## AIM OF THE TASK:
Your response should consist of the entire listing, transcribed exactly, with every image left out.

## EXTRACTED DATA:

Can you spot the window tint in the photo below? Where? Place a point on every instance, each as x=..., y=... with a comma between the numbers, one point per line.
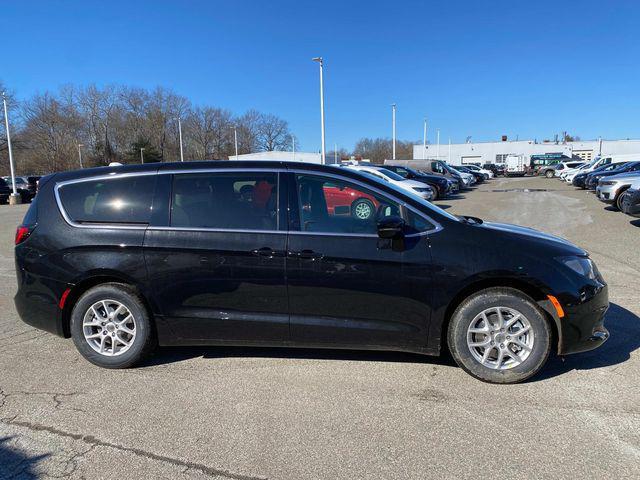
x=113, y=200
x=336, y=206
x=236, y=201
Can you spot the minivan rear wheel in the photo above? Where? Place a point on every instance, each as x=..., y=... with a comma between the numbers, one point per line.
x=111, y=327
x=499, y=335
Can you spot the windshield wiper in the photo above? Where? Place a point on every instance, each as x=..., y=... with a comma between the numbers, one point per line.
x=470, y=220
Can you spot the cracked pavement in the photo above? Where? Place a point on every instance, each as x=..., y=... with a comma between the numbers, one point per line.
x=249, y=413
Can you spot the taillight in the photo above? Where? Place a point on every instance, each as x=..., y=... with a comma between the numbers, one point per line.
x=22, y=233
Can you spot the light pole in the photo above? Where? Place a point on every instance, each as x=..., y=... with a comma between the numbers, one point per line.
x=180, y=134
x=235, y=139
x=293, y=147
x=393, y=129
x=424, y=141
x=14, y=198
x=319, y=60
x=80, y=145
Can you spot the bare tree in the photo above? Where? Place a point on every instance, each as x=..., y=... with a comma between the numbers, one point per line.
x=273, y=134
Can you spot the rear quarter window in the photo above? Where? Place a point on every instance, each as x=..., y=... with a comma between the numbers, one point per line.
x=111, y=200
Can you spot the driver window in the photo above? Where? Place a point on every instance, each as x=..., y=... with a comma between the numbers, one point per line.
x=330, y=205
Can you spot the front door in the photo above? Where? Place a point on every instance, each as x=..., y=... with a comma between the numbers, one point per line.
x=217, y=268
x=347, y=287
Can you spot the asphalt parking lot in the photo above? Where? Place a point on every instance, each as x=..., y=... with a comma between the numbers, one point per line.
x=245, y=413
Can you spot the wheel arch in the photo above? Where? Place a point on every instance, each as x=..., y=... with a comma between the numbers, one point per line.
x=535, y=292
x=91, y=280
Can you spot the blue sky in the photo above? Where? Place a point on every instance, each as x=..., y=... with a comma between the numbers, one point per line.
x=478, y=68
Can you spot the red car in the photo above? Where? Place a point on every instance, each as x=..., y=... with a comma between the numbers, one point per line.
x=347, y=201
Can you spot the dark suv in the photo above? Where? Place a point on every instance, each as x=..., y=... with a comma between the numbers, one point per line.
x=124, y=258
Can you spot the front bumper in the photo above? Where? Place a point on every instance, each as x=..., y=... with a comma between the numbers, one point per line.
x=582, y=327
x=606, y=193
x=631, y=202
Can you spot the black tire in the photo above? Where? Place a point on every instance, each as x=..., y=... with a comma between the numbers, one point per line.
x=510, y=298
x=145, y=340
x=363, y=205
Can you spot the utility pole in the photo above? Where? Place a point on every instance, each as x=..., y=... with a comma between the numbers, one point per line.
x=235, y=139
x=180, y=133
x=80, y=145
x=319, y=60
x=293, y=147
x=424, y=141
x=393, y=128
x=14, y=198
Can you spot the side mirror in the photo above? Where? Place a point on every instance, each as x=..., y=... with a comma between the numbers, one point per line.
x=391, y=227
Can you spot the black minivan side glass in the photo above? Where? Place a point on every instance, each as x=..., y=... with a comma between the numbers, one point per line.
x=231, y=201
x=111, y=200
x=330, y=205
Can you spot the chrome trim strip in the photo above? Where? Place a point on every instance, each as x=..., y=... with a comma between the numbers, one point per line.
x=112, y=175
x=219, y=230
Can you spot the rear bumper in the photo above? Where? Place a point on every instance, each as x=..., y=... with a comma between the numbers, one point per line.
x=37, y=302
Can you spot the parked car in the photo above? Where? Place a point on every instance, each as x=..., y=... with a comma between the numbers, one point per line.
x=616, y=169
x=486, y=173
x=595, y=163
x=416, y=188
x=441, y=185
x=562, y=166
x=437, y=167
x=214, y=262
x=516, y=166
x=32, y=184
x=494, y=168
x=479, y=177
x=342, y=200
x=586, y=179
x=610, y=189
x=631, y=200
x=468, y=179
x=22, y=187
x=5, y=191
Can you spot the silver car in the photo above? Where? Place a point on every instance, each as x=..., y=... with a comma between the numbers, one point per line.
x=610, y=189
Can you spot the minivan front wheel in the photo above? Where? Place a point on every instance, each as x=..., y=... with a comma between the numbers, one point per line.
x=499, y=335
x=111, y=327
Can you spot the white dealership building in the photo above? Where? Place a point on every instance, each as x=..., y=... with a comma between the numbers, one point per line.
x=496, y=152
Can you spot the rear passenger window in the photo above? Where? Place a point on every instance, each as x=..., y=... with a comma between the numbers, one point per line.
x=234, y=201
x=113, y=200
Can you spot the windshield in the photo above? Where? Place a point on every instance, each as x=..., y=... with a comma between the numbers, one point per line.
x=390, y=174
x=429, y=206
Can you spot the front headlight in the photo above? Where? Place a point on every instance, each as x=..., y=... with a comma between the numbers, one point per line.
x=581, y=265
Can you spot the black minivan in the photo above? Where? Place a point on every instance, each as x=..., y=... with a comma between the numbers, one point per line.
x=124, y=258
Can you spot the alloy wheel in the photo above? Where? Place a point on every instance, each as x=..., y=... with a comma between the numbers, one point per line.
x=109, y=327
x=500, y=338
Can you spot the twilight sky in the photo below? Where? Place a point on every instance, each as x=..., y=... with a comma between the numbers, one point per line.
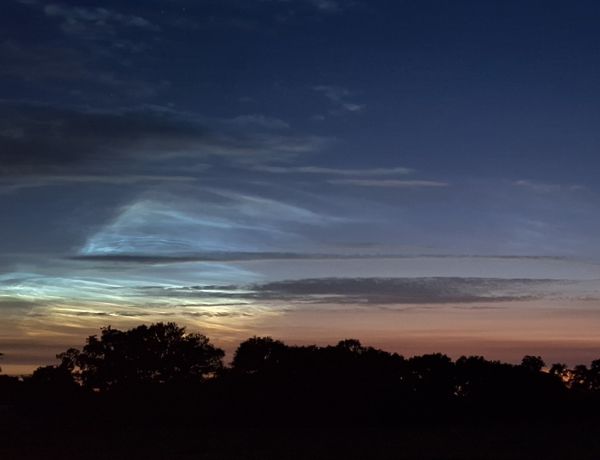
x=421, y=175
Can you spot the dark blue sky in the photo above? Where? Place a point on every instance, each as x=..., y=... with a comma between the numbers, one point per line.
x=139, y=138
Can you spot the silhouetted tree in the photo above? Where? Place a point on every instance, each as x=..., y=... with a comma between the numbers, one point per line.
x=532, y=363
x=560, y=371
x=258, y=354
x=159, y=353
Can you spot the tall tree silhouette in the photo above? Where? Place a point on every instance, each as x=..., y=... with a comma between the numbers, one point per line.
x=159, y=353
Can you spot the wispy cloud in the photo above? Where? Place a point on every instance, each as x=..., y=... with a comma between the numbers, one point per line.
x=401, y=291
x=333, y=171
x=545, y=187
x=91, y=22
x=15, y=183
x=50, y=140
x=339, y=96
x=389, y=183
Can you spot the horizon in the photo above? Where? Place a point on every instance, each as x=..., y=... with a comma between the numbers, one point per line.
x=420, y=176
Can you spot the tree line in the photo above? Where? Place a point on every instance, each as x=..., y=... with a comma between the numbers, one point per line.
x=165, y=354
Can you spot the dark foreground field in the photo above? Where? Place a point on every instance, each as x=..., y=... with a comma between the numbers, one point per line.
x=42, y=436
x=158, y=393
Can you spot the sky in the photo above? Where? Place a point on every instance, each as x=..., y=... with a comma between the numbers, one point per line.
x=420, y=175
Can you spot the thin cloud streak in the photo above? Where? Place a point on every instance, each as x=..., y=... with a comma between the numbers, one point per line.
x=389, y=183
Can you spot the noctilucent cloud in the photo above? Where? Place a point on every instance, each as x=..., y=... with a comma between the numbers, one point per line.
x=420, y=175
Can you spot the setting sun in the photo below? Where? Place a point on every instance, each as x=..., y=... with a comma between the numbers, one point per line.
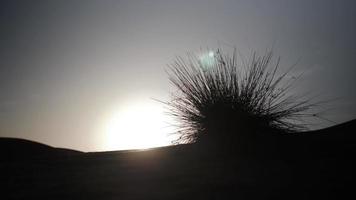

## OUTPUT FOR THIS TASK:
Can you spot the window tint in the photo below? Where? Place a point on every instance, each as x=..., y=... with a comma between the numbers, one point per line.
x=113, y=200
x=336, y=206
x=236, y=201
Can you spot the minivan rear wheel in the photo above? Where? Place a point on every instance, each as x=..., y=... with a comma between the numbers, one point per line.
x=111, y=327
x=499, y=335
Can you spot the windshield wiper in the photo above? Where? Place a point on every instance, each as x=..., y=... with a comma between the numbers, one point per line.
x=470, y=220
Can you spot the cracked pavement in the photo above? Where? Place a point on every instance, each as x=..., y=... with a comma between the numbers, one point per line.
x=249, y=413
Can you spot the taillight in the photo above? Where? Place a point on every instance, each as x=..., y=... with a comma between the numbers, one point per line.
x=22, y=233
Can you spot the light pole in the photo above? Where? Place a point on every instance, each as x=..., y=... with a comma between the numbers, one point per line.
x=180, y=134
x=235, y=139
x=293, y=147
x=393, y=129
x=424, y=141
x=14, y=198
x=319, y=60
x=80, y=145
Can you spot the bare tree in the photo above? Where? Place a point on every instance, each as x=..., y=... with a comma between the numbers, one point per line.
x=273, y=134
Can you spot the rear quarter window in the photo above? Where? Place a point on every instance, each as x=..., y=... with a comma between the numbers, one point per line.
x=111, y=200
Can you spot the driver window in the photo above? Where? Place a point on every instance, each as x=..., y=... with a comma between the numbers, one point per line.
x=330, y=205
Can you spot the front door in the photo above? Where? Place a point on every instance, each as x=..., y=... with a comma between the numbers, one point per line.
x=217, y=268
x=347, y=287
Can you spot the asphalt parking lot in the photo above? Where? Place a point on every instance, each as x=..., y=... with a comma between the numbers, one point per line.
x=245, y=413
Can you spot the wheel arch in the photo above? Where? Place a point on every instance, each as x=..., y=... with a comma between the numbers, one point per line.
x=535, y=292
x=91, y=280
Can you spot the blue sky in the photo above? Where? Place a point on every instance, each as x=..., y=... with a comma between the numbers, one point per line.
x=478, y=68
Can you spot the red car in the photo above? Where? Place a point on every instance, each as x=..., y=... with a comma between the numbers, one point per line.
x=347, y=201
Can you spot the dark suv in the photo above? Where? Place a point on every instance, each as x=..., y=... with a comma between the numbers, one point per line.
x=124, y=258
Can you spot the front bumper in the photo above? Where? Place a point on every instance, each as x=..., y=... with a comma between the numbers, one point per line.
x=582, y=327
x=606, y=193
x=631, y=202
Can you spot the black tire in the photo above? Where? Place a point on every instance, each as x=..., y=... with a comma between the numbers, one point per line.
x=510, y=298
x=145, y=340
x=363, y=205
Can you spot the utility pole in the photo above? Where? Place a point on every instance, each as x=..., y=... with a comma between the numbers, one point per line.
x=235, y=139
x=180, y=133
x=80, y=145
x=319, y=60
x=293, y=147
x=424, y=141
x=393, y=128
x=14, y=198
Can you spot the side mirror in the photo above? Where? Place a point on every instance, each as x=..., y=... with a comma between the numbers, one point per line.
x=391, y=227
Can you spot the black minivan side glass in the photo above? Where? Place a point on every instance, each as x=..., y=... with a comma between the numbers, one point per line.
x=231, y=201
x=111, y=200
x=330, y=205
Can you spot the chrome trim strip in the photo above? Where? Place a point on every instance, each as x=..., y=... with a comma between the numbers, one point per line.
x=112, y=175
x=219, y=230
Can you spot the rear bumper in the photo above? Where? Place a point on every instance, each as x=..., y=... with a comma between the numbers, one point per line.
x=37, y=302
Can you spot the parked car in the photo above? Where? Place a point on every instance, each as x=..., y=... with a comma between the numbers, one point per line.
x=616, y=169
x=486, y=173
x=595, y=163
x=416, y=188
x=441, y=185
x=562, y=166
x=437, y=167
x=214, y=262
x=516, y=166
x=32, y=184
x=494, y=168
x=479, y=177
x=342, y=200
x=586, y=179
x=610, y=189
x=631, y=200
x=468, y=179
x=22, y=187
x=5, y=191
Can you spot the silver car in the photo above? Where? Place a point on every instance, each as x=..., y=... with a comma between the numbers, one point per line.
x=610, y=189
Can you spot the minivan front wheel in the photo above? Where? Place a point on every instance, each as x=..., y=... with a comma between the numbers, one point per line.
x=499, y=335
x=111, y=327
Can you spot the white dealership building in the photo above? Where? Place a point on every instance, each as x=..., y=... with a comma between the numbers, one point per line.
x=496, y=152
Can you spot the rear passenger window in the photo above? Where? Place a point on every instance, each as x=..., y=... with a comma between the numbers, one point per line.
x=234, y=201
x=113, y=200
Can you spot the windshield in the photo above? Where? Place a point on every instance, each as x=..., y=... with a comma between the numbers, one point per line.
x=390, y=174
x=429, y=206
Can you spot the front headlight in the photo above? Where? Place a point on every instance, each as x=..., y=... with a comma between the numbers, one point per line.
x=581, y=265
Can you spot the black minivan in the photo above? Where? Place a point on every instance, each as x=..., y=... with a comma between the numbers, one point per line.
x=124, y=258
Can you spot the alloy wheel in the photo above? Where? Place a point on every instance, each as x=..., y=... with a comma between the numbers, one point per line.
x=109, y=327
x=500, y=338
Can you spot the twilight sky in the photo below? Where? Place a point on every instance, each as x=..., y=... with a comma between the numbers, one point per line.
x=421, y=175
Can you spot the dark blue sky in the photo above? Where? Place a point on every instance, each as x=..., y=... with a comma between the numbers, one point per line.
x=139, y=138
Can you spot the silhouetted tree in the photo above? Where? Place a point on every instance, each as x=..., y=... with a comma between the numbers, one point per line.
x=532, y=363
x=560, y=371
x=258, y=354
x=159, y=353
Can you spot the tall tree silhouette in the photo above? Where? Place a point on every instance, each as x=..., y=... with a comma between the numbers, one point per line.
x=159, y=353
Can you spot the wispy cloud in the photo above? Where? Place a point on every instance, each as x=..., y=... with a comma between the numbers, one point per line.
x=401, y=291
x=333, y=171
x=545, y=187
x=91, y=22
x=15, y=183
x=50, y=140
x=339, y=96
x=389, y=183
Can you spot the horizon in the photo above? Where? Place a point on every instance, each as x=..., y=... with a comma between the numbers, one point per line.
x=420, y=176
Can you spot the tree line in the photo above? Where? Place a point on every instance, each as x=..., y=... with a comma between the numbers, one point per line.
x=165, y=354
Can you spot the dark foreground field in the photo above? Where? Place a point on every instance, each as x=..., y=... with a comma between the numbers, one point per line.
x=42, y=436
x=158, y=393
Can you spot the sky in the photo above? Where? Place a point on every instance, each as x=..., y=... with a comma between the numbers, one point per line.
x=420, y=175
Can you spot the thin cloud streak in the photo above? Where? Place a point on every instance, each as x=..., y=... with a comma between the numbers, one point per line.
x=389, y=183
Can you spot the noctilucent cloud in the photo above? Where? Place a point on every instance, each as x=..., y=... with a comma between the numbers, one point per line.
x=420, y=175
Can you spot the setting sun in the photo below? Where? Place a point on every instance, each as x=..., y=... with a comma between the numbers, one point per line.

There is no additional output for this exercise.